▶ _Text extract_
↓↓↓

I decided to get out.
I had planned on going to graduate school right after college. I liked being in school and I succeeded there. It seemed natural to continue. But inertia kept me in the workforce for about three years before I finally managed to get enough forward momentum to return to school. My other love in school besides chemistry had been history. I can’t blame Mr. Wizard for this one, but I’ll blame my high school teacher, Mr. Cahow, instead. My bachelor’s degree at Kalamazoo College was in both subjects. At first I tried, and failed, to get in to graduate school to study classical history. The next year, though, I switched focus and applied to History of Science departments. Given my background, it seemed a pretty sensible fit, and the University of Wisconsin agreed. They let me in, and I was off to Madison in the summer of 2007.
It was about here that my life started completely unravelling.
Coming along with me was my girlfriend of three years, an amazing and brilliant woman whom I had met in college, and with whom I was very much in love. We got a small apartment together about a mile from campus, she found a job, and we settled in to an unfamiliar city. It was about here that my life started completely unravelling.
I did not fit in to my new graduate department at all. I was wholly out of my depth; my background was insufficient to match the demands of the program. I had gone to graduate school because I liked school, not because I was deeply passionate about the history of science in particular. It just seemed interesting. My peers, on the other hand, seemingly had been pursuing this track for far longer than I, and had put in enough extracurricular effort through their college years that by the time we all started at Madison they were talking over my head. I fell swiftly behind and lost heart. I realize now that while I might have had the relevant skills, I lacked the critical element of passion. I did not feel like spending all week trying to get through 400+ pages of reading, because the end goal was simply not enticing enough, nor was the journey greatly intriguing.
This had been my grand escape plan. My job had depressed me, and I was going to return to school, something I was good at, and I was going to enjoy getting an advanced degree and then spend the rest of my life in academia. My depression returned, much stronger, as this escape plan crumbled away.

↑↑↑

▶ _Tasks to carry out_
A – Decide whether each statement agrees with the graduate school account: (i) the writer's bachelor's degree was in chemistry alone; (ii) the writer moved to Madison in the summer of 2007; (iii) the writer went to graduate school right after college. Answer yes or no for each and quote the deciding words.
B – Set out as a numbered list the stretch of the entries from the line containing "Tag one spot per instance of the wooden shelf" through the end of the entries, leaving out any blank lines.

▶ _Supplied data_
↓↓↓

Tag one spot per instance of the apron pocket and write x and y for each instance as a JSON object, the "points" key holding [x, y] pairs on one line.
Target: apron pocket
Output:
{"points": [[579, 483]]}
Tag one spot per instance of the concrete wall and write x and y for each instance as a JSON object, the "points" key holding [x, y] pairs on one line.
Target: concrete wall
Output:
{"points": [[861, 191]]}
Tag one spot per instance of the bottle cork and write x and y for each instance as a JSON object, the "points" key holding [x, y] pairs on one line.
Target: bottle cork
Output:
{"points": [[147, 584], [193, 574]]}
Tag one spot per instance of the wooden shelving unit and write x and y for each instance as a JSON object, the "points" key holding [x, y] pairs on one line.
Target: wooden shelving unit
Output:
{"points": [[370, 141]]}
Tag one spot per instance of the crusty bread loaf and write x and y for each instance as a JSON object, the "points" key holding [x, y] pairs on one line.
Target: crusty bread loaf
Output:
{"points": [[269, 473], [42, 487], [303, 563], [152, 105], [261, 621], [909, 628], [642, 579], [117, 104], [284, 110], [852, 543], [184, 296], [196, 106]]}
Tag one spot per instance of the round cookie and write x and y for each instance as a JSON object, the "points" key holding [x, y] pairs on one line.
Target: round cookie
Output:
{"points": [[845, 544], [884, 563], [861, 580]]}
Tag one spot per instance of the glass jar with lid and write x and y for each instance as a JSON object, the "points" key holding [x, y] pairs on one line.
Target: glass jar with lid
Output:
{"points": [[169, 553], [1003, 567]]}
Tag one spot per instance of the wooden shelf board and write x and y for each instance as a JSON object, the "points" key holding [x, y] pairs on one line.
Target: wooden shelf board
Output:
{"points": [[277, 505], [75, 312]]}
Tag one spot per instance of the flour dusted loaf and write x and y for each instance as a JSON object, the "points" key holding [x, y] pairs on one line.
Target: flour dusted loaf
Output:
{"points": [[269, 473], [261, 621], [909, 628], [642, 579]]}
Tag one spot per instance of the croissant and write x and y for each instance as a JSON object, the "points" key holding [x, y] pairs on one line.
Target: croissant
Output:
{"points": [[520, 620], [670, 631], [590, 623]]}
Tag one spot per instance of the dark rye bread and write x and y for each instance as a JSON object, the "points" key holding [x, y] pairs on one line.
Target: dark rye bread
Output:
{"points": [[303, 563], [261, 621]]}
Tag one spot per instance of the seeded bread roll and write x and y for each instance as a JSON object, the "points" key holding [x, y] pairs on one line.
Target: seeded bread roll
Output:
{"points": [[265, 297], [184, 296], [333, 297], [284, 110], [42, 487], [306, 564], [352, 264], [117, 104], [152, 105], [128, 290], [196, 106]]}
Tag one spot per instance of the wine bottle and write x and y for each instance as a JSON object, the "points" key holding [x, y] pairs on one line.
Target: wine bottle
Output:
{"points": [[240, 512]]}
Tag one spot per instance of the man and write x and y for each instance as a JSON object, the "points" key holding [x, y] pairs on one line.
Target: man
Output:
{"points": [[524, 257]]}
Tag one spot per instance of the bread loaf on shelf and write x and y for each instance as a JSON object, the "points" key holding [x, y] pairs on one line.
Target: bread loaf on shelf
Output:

↑↑↑

▶ _Solutions below_
A –
(i) No: "My bachelor’s degree at Kalamazoo College was in both subjects."
(ii) Yes: "I was off to Madison in the summer of 2007."
(iii) No: "But inertia kept me in the workforce for about three years before I finally managed to get enough forward momentum to return to school."

B –
1. Tag one spot per instance of the wooden shelf board and write x and y for each instance as a JSON object, the "points" key holding [x, y] pairs on one line.
2. Target: wooden shelf board
3. Output:
4. {"points": [[277, 505], [75, 312]]}
5. Tag one spot per instance of the flour dusted loaf and write x and y for each instance as a JSON object, the "points" key holding [x, y] pairs on one line.
6. Target: flour dusted loaf
7. Output:
8. {"points": [[269, 473], [261, 621], [909, 628], [642, 579]]}
9. Tag one spot per instance of the croissant and write x and y for each instance as a JSON object, the "points" key holding [x, y] pairs on one line.
10. Target: croissant
11. Output:
12. {"points": [[520, 620], [670, 631], [590, 623]]}
13. Tag one spot per instance of the dark rye bread and write x and y for each instance as a JSON object, the "points" key holding [x, y] pairs on one line.
14. Target: dark rye bread
15. Output:
16. {"points": [[303, 563], [261, 621]]}
17. Tag one spot per instance of the seeded bread roll and write x and y for each instance as a JSON object, the "points" key holding [x, y] pairs on one line.
18. Target: seeded bread roll
19. Output:
20. {"points": [[265, 297], [184, 296], [333, 297], [284, 110], [42, 487], [306, 564], [352, 264], [117, 104], [152, 105], [128, 290], [196, 106]]}
21. Tag one spot per instance of the wine bottle and write x and y for each instance as a JSON object, the "points" key holding [x, y] pairs on one line.
22. Target: wine bottle
23. Output:
24. {"points": [[240, 512]]}
25. Tag one spot per instance of the man and write x and y for each instance as a JSON object, the "points" key holding [x, y] pairs on one line.
26. Target: man
27. Output:
28. {"points": [[524, 257]]}
29. Tag one spot per instance of the bread loaf on shelf and write x and y for each instance as a JSON object, the "points" key holding [x, y] pairs on one line.
30. Target: bread loaf on shelf
31. Output:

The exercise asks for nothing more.